— START OF Provided entries —

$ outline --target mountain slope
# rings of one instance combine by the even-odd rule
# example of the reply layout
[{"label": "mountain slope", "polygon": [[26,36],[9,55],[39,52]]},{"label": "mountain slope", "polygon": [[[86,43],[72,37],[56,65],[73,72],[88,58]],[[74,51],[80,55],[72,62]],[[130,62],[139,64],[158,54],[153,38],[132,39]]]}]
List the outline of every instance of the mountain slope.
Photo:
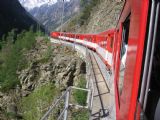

— END OF Provided entries —

Task statement - Rewrite the material above with "mountain slope" replaced by "hillside" everywhere, leaving all other text unchanged and omitting the pictures.

Finished task -
$ outline --target hillside
# rings of one instance combine by the even-odd rule
# example of the reply layout
[{"label": "hillside", "polygon": [[26,36],[9,55],[39,52]]},{"label": "hillside", "polygon": [[[86,43],[72,37],[56,65],[73,72],[88,58]],[[74,51],[80,55],[72,62]],[[130,62],[139,64],[158,54],[153,38],[132,39]]]}]
List the outline of every instance of the hillside.
Photo:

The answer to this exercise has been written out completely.